• [Trecho do documento]

Do horizonte, nos tempos de criança, pinçou a linha. A Chapada do Araripe, ao poente; a Serra de São Pedro, ao nascente. Da janela do sótão da casa primeira, o sítio Bebida Nova, no Crato, pinçou a luz. Da feira do Juazeiro, aos sábados - burburinho, calor, rabecas -, colheu a xilogravura e os livros de cordel. Dos ciganos, que acampavam à beira do sítio, soube do metal. De Dodora, a companheira alicerce, conheceu o amor. Da vida apreendeu a arte - cujo insumo é, de fato, subjetivo, mas o trato, não. É preciso, exato.
Para Sérvulo Esmeraldo (1929-2017), as artes deveriam ser consideradas um braço das ciências exatas. A sensibilidade de seus trabalhos esteve sempre atrelada a cálculos, equações e estudos, desde as rodas d'água construídas no sítio cratense às esculturas monumentais como os "Quadrados" (1987), ainda instalado no Campus do Pici da Universidade Federal do Ceará, a se equilibrar em acuradas fileiras, gestando com o passar das horas a verdadeira obra de arte: as sombras projetadas no chão. Linha e luz.
Caminhos
Na Biblioteca Pública do Crato manteve seu primeiro contato com as artes plásticas, através dos poucos livros sobre o tema. Queria aprender, dizia. "Sabia que o fazer passava pelo aprender a fazer. Parece tão evidente", escreveu em "A Linha e a Luz", derradeiro livro sobre o escultor, sua vida e obra.
Esta ânsia justificaria os caminhos tomados posteriormente. Primeiro, Fortaleza. Iniciou-se profissionalmente no fim da década de 1940, frequentando o ateliê da Sociedade Cearense de Artes Plásticas (Scap), onde conhece Zenon Barreto, Inimá de Paula (1918-1999), Antonio Bandeira (1922-1967) e Aldemir Martins (1922-2006). Nesse período, tem aulas de pintura com Jean-Pierre Chabloz (1910-1984). Em 1951, muda-se para São Paulo, onde participa da montagem da I Bienal de Artes. Reside na capital paulista e atua como ilustrador e crítico de arte no Correio Paulistano, de 1953 a 1957, quando se muda para a França, como bolsista do governo francês.

• [Instrução a]
Reproduza sem alterações as linhas dos registros a partir da linha que contém "Return one point per instance of the articulated" até a linha que contém "[1186, 549]", incluindo as duas.
O trecho e os registros são materiais distintos entre si.

• [Entrada]

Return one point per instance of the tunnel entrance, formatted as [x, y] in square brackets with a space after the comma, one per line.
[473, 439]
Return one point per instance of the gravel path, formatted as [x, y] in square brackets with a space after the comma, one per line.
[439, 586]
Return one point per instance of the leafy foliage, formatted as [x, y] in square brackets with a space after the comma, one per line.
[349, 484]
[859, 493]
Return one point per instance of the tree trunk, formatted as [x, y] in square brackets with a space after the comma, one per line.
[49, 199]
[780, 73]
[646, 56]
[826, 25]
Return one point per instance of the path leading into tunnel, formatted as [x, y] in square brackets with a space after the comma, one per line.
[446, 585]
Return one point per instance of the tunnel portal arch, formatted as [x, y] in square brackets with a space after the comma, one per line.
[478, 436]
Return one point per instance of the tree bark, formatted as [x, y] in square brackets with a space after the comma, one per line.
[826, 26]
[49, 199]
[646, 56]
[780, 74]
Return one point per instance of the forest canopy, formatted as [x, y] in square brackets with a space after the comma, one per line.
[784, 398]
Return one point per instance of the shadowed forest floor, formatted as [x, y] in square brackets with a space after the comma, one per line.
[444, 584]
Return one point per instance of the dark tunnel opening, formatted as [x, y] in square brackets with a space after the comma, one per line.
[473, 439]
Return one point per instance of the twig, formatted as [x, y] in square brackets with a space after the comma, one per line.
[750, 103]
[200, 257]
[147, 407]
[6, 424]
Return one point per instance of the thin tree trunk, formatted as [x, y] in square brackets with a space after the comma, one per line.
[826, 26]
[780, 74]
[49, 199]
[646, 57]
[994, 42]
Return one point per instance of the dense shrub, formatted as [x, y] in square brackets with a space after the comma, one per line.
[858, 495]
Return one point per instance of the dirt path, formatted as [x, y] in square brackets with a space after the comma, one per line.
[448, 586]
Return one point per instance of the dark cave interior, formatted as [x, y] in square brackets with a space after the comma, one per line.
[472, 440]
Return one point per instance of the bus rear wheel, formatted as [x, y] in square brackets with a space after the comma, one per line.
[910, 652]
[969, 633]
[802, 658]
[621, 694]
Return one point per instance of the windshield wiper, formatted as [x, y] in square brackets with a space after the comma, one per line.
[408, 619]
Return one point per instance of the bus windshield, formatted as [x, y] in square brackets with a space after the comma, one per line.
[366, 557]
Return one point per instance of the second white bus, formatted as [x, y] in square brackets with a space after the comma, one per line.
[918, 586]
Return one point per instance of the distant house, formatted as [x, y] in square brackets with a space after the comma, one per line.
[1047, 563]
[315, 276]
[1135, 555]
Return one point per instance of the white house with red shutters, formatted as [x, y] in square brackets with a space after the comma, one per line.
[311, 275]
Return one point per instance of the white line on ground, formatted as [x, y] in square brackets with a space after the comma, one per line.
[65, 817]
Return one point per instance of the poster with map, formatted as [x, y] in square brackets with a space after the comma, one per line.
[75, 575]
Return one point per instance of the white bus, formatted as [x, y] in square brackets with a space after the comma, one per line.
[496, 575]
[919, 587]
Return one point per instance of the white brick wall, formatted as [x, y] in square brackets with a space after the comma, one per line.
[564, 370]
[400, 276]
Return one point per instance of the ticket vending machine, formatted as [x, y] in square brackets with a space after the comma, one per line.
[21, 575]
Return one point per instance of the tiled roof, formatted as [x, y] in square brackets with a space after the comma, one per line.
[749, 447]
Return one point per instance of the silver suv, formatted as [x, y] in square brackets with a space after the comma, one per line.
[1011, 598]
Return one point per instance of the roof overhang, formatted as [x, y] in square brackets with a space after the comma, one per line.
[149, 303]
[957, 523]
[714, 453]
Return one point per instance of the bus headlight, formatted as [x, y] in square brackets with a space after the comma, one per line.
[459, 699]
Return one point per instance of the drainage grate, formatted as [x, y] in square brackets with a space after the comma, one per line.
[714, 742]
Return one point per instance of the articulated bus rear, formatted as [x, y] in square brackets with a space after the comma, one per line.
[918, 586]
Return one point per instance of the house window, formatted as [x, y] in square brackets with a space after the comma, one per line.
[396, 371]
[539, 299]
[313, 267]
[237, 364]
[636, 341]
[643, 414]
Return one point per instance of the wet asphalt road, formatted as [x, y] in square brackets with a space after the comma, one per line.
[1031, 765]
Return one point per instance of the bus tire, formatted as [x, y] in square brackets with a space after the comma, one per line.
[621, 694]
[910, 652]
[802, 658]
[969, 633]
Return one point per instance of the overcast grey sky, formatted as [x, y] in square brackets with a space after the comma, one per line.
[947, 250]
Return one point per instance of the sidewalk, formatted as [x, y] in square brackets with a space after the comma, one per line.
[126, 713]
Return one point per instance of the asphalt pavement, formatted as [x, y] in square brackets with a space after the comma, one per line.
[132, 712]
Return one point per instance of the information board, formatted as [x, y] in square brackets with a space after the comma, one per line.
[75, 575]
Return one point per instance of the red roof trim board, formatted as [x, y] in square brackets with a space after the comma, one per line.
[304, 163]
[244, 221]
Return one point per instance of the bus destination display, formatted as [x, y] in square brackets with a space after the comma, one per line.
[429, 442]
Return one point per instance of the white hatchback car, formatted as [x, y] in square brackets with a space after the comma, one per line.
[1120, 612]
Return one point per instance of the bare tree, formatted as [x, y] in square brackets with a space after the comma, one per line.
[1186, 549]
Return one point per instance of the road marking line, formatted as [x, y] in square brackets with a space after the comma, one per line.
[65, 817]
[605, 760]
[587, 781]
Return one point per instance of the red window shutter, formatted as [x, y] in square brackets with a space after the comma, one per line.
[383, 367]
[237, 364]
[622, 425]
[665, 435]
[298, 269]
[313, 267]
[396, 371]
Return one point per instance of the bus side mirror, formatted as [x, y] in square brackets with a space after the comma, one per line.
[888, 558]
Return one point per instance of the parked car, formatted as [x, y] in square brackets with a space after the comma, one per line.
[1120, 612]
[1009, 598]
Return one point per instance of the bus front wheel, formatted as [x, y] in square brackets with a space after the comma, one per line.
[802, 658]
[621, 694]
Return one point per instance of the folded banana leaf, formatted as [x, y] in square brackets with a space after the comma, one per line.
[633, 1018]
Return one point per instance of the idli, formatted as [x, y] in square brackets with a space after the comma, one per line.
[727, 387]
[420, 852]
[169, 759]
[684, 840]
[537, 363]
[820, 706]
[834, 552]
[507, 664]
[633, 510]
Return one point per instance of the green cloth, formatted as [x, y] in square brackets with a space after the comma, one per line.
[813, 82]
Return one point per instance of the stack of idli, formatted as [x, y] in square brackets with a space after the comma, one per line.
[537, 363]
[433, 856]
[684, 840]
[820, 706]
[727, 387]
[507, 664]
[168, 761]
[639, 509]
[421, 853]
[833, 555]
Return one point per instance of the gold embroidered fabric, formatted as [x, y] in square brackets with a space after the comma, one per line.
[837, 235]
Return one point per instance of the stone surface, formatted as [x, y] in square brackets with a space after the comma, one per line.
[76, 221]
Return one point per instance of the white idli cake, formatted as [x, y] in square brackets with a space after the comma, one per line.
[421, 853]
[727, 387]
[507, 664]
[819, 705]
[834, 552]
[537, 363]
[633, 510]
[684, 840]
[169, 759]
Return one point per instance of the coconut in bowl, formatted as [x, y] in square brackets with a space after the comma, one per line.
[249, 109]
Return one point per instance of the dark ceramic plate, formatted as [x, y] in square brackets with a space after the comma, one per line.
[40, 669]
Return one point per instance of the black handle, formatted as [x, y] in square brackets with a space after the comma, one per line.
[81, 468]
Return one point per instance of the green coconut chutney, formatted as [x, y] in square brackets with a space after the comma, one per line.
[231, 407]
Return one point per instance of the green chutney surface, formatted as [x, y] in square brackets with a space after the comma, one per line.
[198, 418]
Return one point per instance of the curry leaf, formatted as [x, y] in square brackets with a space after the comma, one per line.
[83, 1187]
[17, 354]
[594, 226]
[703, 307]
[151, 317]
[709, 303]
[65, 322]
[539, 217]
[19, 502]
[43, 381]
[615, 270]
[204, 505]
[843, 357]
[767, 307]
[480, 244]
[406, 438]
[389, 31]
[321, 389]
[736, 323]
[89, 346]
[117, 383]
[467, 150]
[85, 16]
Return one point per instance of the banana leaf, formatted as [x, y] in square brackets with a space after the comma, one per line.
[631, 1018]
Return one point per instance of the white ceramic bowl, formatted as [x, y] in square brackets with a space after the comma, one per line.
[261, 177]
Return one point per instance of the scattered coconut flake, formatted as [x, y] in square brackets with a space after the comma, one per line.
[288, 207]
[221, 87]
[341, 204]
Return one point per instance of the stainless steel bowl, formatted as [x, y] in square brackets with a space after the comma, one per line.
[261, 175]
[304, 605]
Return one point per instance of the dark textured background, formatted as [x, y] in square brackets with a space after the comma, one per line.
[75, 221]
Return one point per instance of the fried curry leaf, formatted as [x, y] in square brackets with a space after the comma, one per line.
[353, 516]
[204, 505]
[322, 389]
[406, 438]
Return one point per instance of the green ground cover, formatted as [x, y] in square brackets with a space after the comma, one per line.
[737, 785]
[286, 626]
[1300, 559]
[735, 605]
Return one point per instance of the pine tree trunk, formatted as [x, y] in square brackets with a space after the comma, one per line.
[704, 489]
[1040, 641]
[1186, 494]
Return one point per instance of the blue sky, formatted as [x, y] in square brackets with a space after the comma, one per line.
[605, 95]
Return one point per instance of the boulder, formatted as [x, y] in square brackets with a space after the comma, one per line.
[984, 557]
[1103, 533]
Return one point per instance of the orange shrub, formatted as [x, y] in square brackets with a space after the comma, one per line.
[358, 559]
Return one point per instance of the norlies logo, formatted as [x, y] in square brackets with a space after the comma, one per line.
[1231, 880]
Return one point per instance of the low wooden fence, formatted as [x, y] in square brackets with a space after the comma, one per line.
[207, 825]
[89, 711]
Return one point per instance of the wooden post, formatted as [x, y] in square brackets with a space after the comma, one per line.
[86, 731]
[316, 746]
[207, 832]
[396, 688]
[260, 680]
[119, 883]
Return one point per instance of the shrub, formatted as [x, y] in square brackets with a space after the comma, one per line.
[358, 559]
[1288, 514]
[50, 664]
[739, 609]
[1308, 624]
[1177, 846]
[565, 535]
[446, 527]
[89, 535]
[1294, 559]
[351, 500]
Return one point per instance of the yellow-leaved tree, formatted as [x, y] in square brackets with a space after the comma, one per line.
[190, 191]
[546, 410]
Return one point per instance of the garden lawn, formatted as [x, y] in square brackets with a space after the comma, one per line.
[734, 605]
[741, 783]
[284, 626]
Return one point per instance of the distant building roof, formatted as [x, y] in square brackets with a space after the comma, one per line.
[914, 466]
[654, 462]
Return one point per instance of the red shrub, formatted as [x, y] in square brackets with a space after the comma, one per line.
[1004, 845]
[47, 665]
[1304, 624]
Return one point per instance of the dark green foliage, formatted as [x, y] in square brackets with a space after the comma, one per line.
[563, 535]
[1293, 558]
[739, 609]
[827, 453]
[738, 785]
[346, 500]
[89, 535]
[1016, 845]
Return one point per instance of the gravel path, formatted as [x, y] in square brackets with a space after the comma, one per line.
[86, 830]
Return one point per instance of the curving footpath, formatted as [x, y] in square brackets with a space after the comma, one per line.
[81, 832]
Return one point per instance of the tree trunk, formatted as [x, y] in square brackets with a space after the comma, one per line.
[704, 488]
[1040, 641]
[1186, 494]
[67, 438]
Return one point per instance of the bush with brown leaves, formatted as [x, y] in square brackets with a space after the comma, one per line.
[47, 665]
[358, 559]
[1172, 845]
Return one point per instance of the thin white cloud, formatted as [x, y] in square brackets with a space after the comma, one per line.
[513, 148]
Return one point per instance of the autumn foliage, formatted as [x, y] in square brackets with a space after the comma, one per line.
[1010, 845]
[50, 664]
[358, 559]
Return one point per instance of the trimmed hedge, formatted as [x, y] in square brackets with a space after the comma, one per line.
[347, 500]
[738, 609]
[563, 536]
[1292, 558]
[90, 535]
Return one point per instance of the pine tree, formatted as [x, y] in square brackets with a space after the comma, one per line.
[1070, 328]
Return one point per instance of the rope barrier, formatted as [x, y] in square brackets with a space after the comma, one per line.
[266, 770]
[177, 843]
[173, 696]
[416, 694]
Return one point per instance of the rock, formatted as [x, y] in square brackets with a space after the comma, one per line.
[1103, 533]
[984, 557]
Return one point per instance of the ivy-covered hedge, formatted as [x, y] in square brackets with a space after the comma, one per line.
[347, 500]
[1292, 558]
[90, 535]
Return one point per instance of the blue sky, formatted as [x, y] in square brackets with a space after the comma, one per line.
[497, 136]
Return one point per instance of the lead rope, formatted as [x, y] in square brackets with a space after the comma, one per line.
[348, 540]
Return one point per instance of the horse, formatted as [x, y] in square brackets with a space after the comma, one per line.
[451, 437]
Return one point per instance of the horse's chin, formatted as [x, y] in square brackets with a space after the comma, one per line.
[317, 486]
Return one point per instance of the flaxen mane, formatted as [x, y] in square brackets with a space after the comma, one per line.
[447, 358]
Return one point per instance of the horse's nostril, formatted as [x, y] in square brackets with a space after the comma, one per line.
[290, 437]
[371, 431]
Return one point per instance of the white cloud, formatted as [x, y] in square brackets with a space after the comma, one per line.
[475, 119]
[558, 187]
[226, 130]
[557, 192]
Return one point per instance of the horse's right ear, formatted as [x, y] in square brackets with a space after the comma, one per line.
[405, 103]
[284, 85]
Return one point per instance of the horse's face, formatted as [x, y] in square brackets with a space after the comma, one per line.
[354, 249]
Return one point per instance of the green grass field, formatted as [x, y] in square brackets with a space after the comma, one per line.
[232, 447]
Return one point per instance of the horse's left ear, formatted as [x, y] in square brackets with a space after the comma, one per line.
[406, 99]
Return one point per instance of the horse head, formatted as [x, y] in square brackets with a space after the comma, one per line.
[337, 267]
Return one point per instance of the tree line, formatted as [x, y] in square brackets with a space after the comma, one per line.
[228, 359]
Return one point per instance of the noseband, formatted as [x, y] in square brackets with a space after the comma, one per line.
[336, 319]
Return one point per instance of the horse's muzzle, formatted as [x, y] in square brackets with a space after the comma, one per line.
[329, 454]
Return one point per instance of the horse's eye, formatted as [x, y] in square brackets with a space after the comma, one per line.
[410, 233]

• [Instrução b]
De acordo com o trecho sobre Sérvulo Esmeraldo, em que ano ele se mudou para São Paulo?

• [Resposta do exercício a]
Return one point per instance of the articulated bus rear, formatted as [x, y] in square brackets with a space after the comma, one per line.
[918, 586]
Return one point per instance of the house window, formatted as [x, y] in square brackets with a space after the comma, one per line.
[396, 371]
[539, 299]
[313, 267]
[237, 364]
[636, 341]
[643, 414]
Return one point per instance of the wet asphalt road, formatted as [x, y] in square brackets with a space after the comma, one per line.
[1031, 765]
Return one point per instance of the bus tire, formatted as [x, y] in square brackets with a space after the comma, one per line.
[621, 694]
[910, 652]
[802, 658]
[969, 633]
Return one point per instance of the overcast grey sky, formatted as [x, y] in square brackets with a space after the comma, one per line.
[947, 250]
Return one point per instance of the sidewalk, formatted as [x, y] in square brackets with a space after the comma, one per line.
[126, 713]
Return one point per instance of the asphalt pavement, formatted as [x, y] in square brackets with a space after the comma, one per line.
[132, 712]
Return one point per instance of the information board, formatted as [x, y] in square brackets with a space after the comma, one per line.
[75, 575]
Return one point per instance of the red roof trim board, formatted as [x, y] in square brackets with a space after the comma, one per line.
[304, 163]
[244, 221]
Return one point per instance of the bus destination display, formatted as [x, y] in square brackets with a space after the comma, one per line.
[429, 442]
Return one point per instance of the white hatchback car, formatted as [x, y] in square brackets with a space after the comma, one per line.
[1120, 612]
Return one point per instance of the bare tree, formatted as [x, y] in square brackets with a space after the comma, one per line.
[1186, 549]

• [Resposta do exercício b]
Em 1951.